• **INPUT DATA**
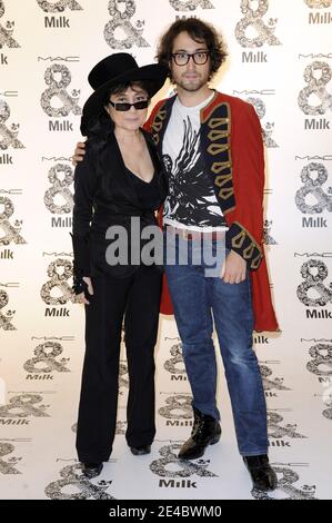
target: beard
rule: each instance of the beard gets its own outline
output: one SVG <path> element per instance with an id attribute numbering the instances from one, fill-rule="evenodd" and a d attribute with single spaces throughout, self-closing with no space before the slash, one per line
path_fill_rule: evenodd
<path id="1" fill-rule="evenodd" d="M 187 78 L 185 75 L 179 75 L 173 77 L 172 80 L 174 83 L 177 83 L 178 87 L 181 87 L 181 89 L 183 89 L 184 91 L 195 92 L 208 83 L 209 76 L 197 75 L 193 78 Z"/>

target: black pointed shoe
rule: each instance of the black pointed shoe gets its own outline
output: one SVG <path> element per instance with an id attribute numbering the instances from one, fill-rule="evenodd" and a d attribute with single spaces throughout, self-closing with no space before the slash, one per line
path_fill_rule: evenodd
<path id="1" fill-rule="evenodd" d="M 269 463 L 266 454 L 259 456 L 243 456 L 244 464 L 250 472 L 254 489 L 259 491 L 274 491 L 278 484 L 276 474 Z"/>
<path id="2" fill-rule="evenodd" d="M 82 473 L 85 477 L 90 480 L 92 477 L 99 476 L 102 471 L 102 463 L 83 463 Z"/>
<path id="3" fill-rule="evenodd" d="M 221 436 L 220 424 L 214 417 L 201 413 L 198 408 L 193 408 L 193 416 L 191 436 L 180 448 L 180 460 L 201 457 L 207 446 L 218 443 Z"/>
<path id="4" fill-rule="evenodd" d="M 144 454 L 150 454 L 151 445 L 131 446 L 130 450 L 134 456 L 143 456 Z"/>

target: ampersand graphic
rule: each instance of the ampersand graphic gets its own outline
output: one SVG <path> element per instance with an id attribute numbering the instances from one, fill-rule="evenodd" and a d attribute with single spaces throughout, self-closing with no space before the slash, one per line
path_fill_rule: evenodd
<path id="1" fill-rule="evenodd" d="M 125 434 L 125 425 L 127 425 L 127 422 L 117 422 L 115 434 L 124 435 Z"/>
<path id="2" fill-rule="evenodd" d="M 120 363 L 119 365 L 119 388 L 129 388 L 129 376 L 127 363 Z"/>
<path id="3" fill-rule="evenodd" d="M 332 420 L 332 408 L 324 408 L 322 414 L 324 417 L 326 417 L 326 420 Z"/>
<path id="4" fill-rule="evenodd" d="M 0 0 L 0 18 L 3 17 L 4 14 L 4 3 L 2 0 Z M 11 36 L 13 33 L 13 26 L 14 22 L 7 22 L 6 28 L 1 26 L 0 23 L 0 49 L 3 48 L 3 46 L 8 46 L 9 48 L 18 48 L 21 47 Z"/>
<path id="5" fill-rule="evenodd" d="M 312 174 L 316 174 L 316 178 L 312 178 Z M 322 185 L 328 180 L 328 169 L 323 164 L 311 162 L 301 170 L 301 180 L 304 184 L 295 195 L 295 204 L 303 214 L 314 215 L 322 213 L 324 209 L 332 211 L 332 187 L 326 193 L 323 191 Z M 314 204 L 306 204 L 305 198 L 310 195 L 315 199 Z M 331 196 L 330 196 L 331 195 Z"/>
<path id="6" fill-rule="evenodd" d="M 316 376 L 332 376 L 332 345 L 318 343 L 310 347 L 309 354 L 312 357 L 306 364 L 309 372 Z"/>
<path id="7" fill-rule="evenodd" d="M 159 454 L 163 457 L 151 463 L 151 472 L 161 477 L 190 477 L 193 474 L 200 477 L 218 477 L 213 472 L 207 471 L 210 461 L 200 460 L 198 463 L 190 463 L 178 460 L 177 454 L 180 448 L 179 443 L 162 446 Z M 174 464 L 179 467 L 178 471 L 174 471 Z M 171 470 L 167 470 L 168 465 L 171 465 Z"/>
<path id="8" fill-rule="evenodd" d="M 165 399 L 167 406 L 159 408 L 159 414 L 168 420 L 191 420 L 192 418 L 192 406 L 191 396 L 185 394 L 175 394 Z M 175 412 L 173 412 L 175 411 Z"/>
<path id="9" fill-rule="evenodd" d="M 182 347 L 181 343 L 173 345 L 171 347 L 171 355 L 173 357 L 164 362 L 163 368 L 171 374 L 185 374 L 181 347 Z M 175 366 L 178 365 L 178 363 L 180 363 L 182 368 L 178 368 Z"/>
<path id="10" fill-rule="evenodd" d="M 120 4 L 124 3 L 124 11 Z M 138 21 L 137 28 L 130 23 L 130 18 L 135 13 L 133 0 L 110 0 L 109 13 L 112 18 L 104 27 L 104 39 L 112 49 L 130 49 L 134 43 L 138 47 L 150 47 L 150 43 L 142 38 L 144 21 Z M 127 38 L 117 39 L 115 30 L 121 29 Z"/>
<path id="11" fill-rule="evenodd" d="M 316 71 L 321 75 L 315 77 Z M 326 91 L 325 86 L 332 77 L 329 63 L 324 61 L 313 61 L 304 69 L 303 73 L 305 86 L 299 93 L 298 103 L 304 115 L 324 115 L 329 109 L 332 110 L 332 96 Z M 320 100 L 320 105 L 311 105 L 309 97 L 314 96 Z"/>
<path id="12" fill-rule="evenodd" d="M 58 268 L 63 268 L 63 273 L 58 273 Z M 80 302 L 79 297 L 73 294 L 73 290 L 68 284 L 68 279 L 72 277 L 71 262 L 69 262 L 68 259 L 58 258 L 56 262 L 52 262 L 49 265 L 48 275 L 52 279 L 43 284 L 40 292 L 40 295 L 46 304 L 64 305 L 69 300 L 73 303 Z M 53 288 L 60 290 L 61 296 L 51 296 L 51 290 Z"/>
<path id="13" fill-rule="evenodd" d="M 332 0 L 304 0 L 304 3 L 311 9 L 325 9 L 331 7 Z"/>
<path id="14" fill-rule="evenodd" d="M 312 274 L 312 268 L 316 269 L 316 274 Z M 298 286 L 296 295 L 302 304 L 306 307 L 324 307 L 329 302 L 332 302 L 332 292 L 322 284 L 329 275 L 328 267 L 323 262 L 319 259 L 305 262 L 301 267 L 301 274 L 305 282 Z M 319 294 L 319 298 L 308 296 L 311 288 Z M 331 284 L 330 288 L 332 288 Z"/>
<path id="15" fill-rule="evenodd" d="M 6 307 L 8 302 L 9 302 L 8 294 L 6 293 L 6 290 L 0 289 L 0 309 Z M 17 330 L 16 327 L 11 323 L 12 315 L 13 315 L 12 310 L 8 312 L 6 316 L 0 312 L 0 327 L 3 328 L 3 330 Z"/>
<path id="16" fill-rule="evenodd" d="M 273 466 L 273 470 L 278 475 L 282 475 L 278 477 L 276 489 L 288 495 L 283 500 L 315 500 L 315 485 L 303 485 L 302 489 L 296 489 L 293 483 L 299 481 L 299 474 L 285 466 Z M 253 489 L 251 493 L 255 500 L 271 500 L 264 491 Z"/>
<path id="17" fill-rule="evenodd" d="M 60 75 L 60 80 L 57 80 L 54 75 Z M 60 63 L 53 63 L 46 70 L 44 80 L 49 87 L 41 95 L 41 107 L 48 116 L 63 117 L 70 112 L 81 115 L 81 108 L 78 106 L 78 96 L 70 96 L 66 88 L 71 82 L 71 75 L 68 67 Z M 74 91 L 77 95 L 79 91 Z M 53 98 L 60 99 L 62 106 L 59 108 L 52 107 L 51 101 Z"/>
<path id="18" fill-rule="evenodd" d="M 33 351 L 36 357 L 28 359 L 23 367 L 28 373 L 51 373 L 52 371 L 57 371 L 59 373 L 69 373 L 69 368 L 66 368 L 68 358 L 62 358 L 60 362 L 56 361 L 56 357 L 59 356 L 62 352 L 63 348 L 60 343 L 42 343 Z M 37 366 L 40 363 L 42 366 Z"/>
<path id="19" fill-rule="evenodd" d="M 81 473 L 81 464 L 68 465 L 60 471 L 62 480 L 50 483 L 44 492 L 51 500 L 115 500 L 107 493 L 111 482 L 99 482 L 93 485 Z M 68 487 L 72 487 L 72 494 L 68 494 Z M 62 492 L 66 487 L 67 493 Z M 78 492 L 79 491 L 79 492 Z"/>
<path id="20" fill-rule="evenodd" d="M 64 172 L 64 179 L 59 178 L 59 174 Z M 72 168 L 66 164 L 57 164 L 49 170 L 49 180 L 53 187 L 48 189 L 44 194 L 44 204 L 52 214 L 68 214 L 73 208 L 73 196 L 69 190 L 69 186 L 73 182 Z M 56 196 L 60 196 L 66 200 L 66 204 L 58 205 L 54 203 Z"/>
<path id="21" fill-rule="evenodd" d="M 271 236 L 271 226 L 272 226 L 272 220 L 270 219 L 264 219 L 264 226 L 263 226 L 263 244 L 265 245 L 278 245 L 275 239 Z"/>
<path id="22" fill-rule="evenodd" d="M 14 446 L 11 443 L 0 442 L 0 473 L 1 474 L 21 474 L 13 465 L 16 465 L 21 458 L 10 457 L 8 462 L 1 460 L 1 457 L 11 454 L 14 451 Z"/>
<path id="23" fill-rule="evenodd" d="M 272 388 L 276 388 L 276 391 L 290 391 L 290 388 L 282 385 L 283 378 L 275 377 L 274 381 L 268 379 L 268 376 L 271 376 L 273 373 L 266 365 L 260 365 L 260 371 L 263 379 L 264 391 L 271 391 Z"/>
<path id="24" fill-rule="evenodd" d="M 9 129 L 4 122 L 10 117 L 10 108 L 7 101 L 0 100 L 0 150 L 6 150 L 8 147 L 13 149 L 24 149 L 23 144 L 18 140 L 19 125 L 12 124 Z"/>
<path id="25" fill-rule="evenodd" d="M 194 11 L 198 7 L 214 9 L 209 0 L 170 0 L 170 4 L 175 11 Z"/>
<path id="26" fill-rule="evenodd" d="M 283 421 L 283 417 L 275 412 L 268 411 L 268 428 L 269 428 L 269 437 L 292 437 L 292 438 L 302 438 L 306 437 L 302 434 L 295 432 L 296 424 L 290 425 L 286 424 L 285 426 L 280 426 L 279 423 Z"/>
<path id="27" fill-rule="evenodd" d="M 235 27 L 235 38 L 240 46 L 254 48 L 262 47 L 265 42 L 269 46 L 280 46 L 280 40 L 273 34 L 275 22 L 271 21 L 271 27 L 264 24 L 262 17 L 268 12 L 269 0 L 259 0 L 256 9 L 252 8 L 253 0 L 241 0 L 241 11 L 244 14 Z M 254 28 L 258 36 L 255 38 L 245 37 L 248 28 Z"/>
<path id="28" fill-rule="evenodd" d="M 8 405 L 0 406 L 0 417 L 50 417 L 44 411 L 49 405 L 38 405 L 42 402 L 42 396 L 39 394 L 20 394 L 9 399 Z M 14 411 L 13 413 L 11 413 Z M 18 412 L 19 411 L 19 412 Z"/>
<path id="29" fill-rule="evenodd" d="M 0 237 L 0 245 L 27 244 L 24 238 L 20 235 L 21 226 L 13 227 L 9 223 L 9 218 L 14 211 L 12 201 L 3 196 L 0 196 L 0 206 L 3 205 L 3 211 L 0 213 L 0 228 L 4 231 L 4 236 Z"/>
<path id="30" fill-rule="evenodd" d="M 72 11 L 81 11 L 81 6 L 76 0 L 58 0 L 57 2 L 48 2 L 46 0 L 37 0 L 38 4 L 44 12 L 63 12 L 66 8 Z"/>
<path id="31" fill-rule="evenodd" d="M 259 119 L 262 120 L 262 118 L 264 118 L 265 112 L 266 112 L 265 103 L 263 102 L 263 100 L 261 98 L 249 97 L 247 98 L 247 101 L 254 107 Z M 263 135 L 265 147 L 269 147 L 269 148 L 279 147 L 278 144 L 272 138 L 274 124 L 271 124 L 270 121 L 268 121 L 265 125 L 265 128 L 263 128 L 262 122 L 261 125 L 262 125 L 262 135 Z"/>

• **TASK PROMPT**
Can you render the records as a numbered list with blank lines left out, starting at the line that contains "target: ampersand graphic" and ending at the line that contains "316 376 L 332"?

• **CORRECT OUTPUT**
1. target: ampersand graphic
2. rule: each instance of the ampersand graphic gets its own outline
3. output: one SVG <path> element per instance with an id attribute numbering the instances from one, fill-rule="evenodd" and a d attribute with single spaces throughout, self-closing with no space before the slash, one per line
4. path_fill_rule: evenodd
5. <path id="1" fill-rule="evenodd" d="M 125 434 L 125 425 L 127 425 L 127 422 L 117 422 L 115 434 L 124 435 Z"/>
6. <path id="2" fill-rule="evenodd" d="M 120 363 L 119 365 L 119 388 L 129 388 L 129 376 L 127 363 Z"/>
7. <path id="3" fill-rule="evenodd" d="M 332 420 L 332 408 L 324 408 L 322 414 L 324 417 L 326 417 L 326 420 Z"/>
8. <path id="4" fill-rule="evenodd" d="M 0 0 L 0 18 L 3 17 L 4 14 L 4 3 L 2 0 Z M 11 36 L 13 33 L 13 26 L 14 22 L 7 22 L 6 28 L 1 26 L 0 23 L 0 49 L 3 48 L 3 46 L 8 46 L 9 48 L 18 48 L 21 47 Z"/>
9. <path id="5" fill-rule="evenodd" d="M 312 174 L 316 174 L 316 178 L 312 178 Z M 322 185 L 328 180 L 328 169 L 323 164 L 311 162 L 301 170 L 301 180 L 304 184 L 295 195 L 295 204 L 303 214 L 314 215 L 322 213 L 324 209 L 332 211 L 332 187 L 326 193 L 323 191 Z M 314 204 L 306 204 L 305 198 L 310 195 L 315 199 Z M 331 196 L 330 196 L 331 195 Z"/>
10. <path id="6" fill-rule="evenodd" d="M 316 376 L 332 376 L 332 345 L 318 343 L 310 347 L 309 354 L 312 357 L 306 364 L 309 372 Z"/>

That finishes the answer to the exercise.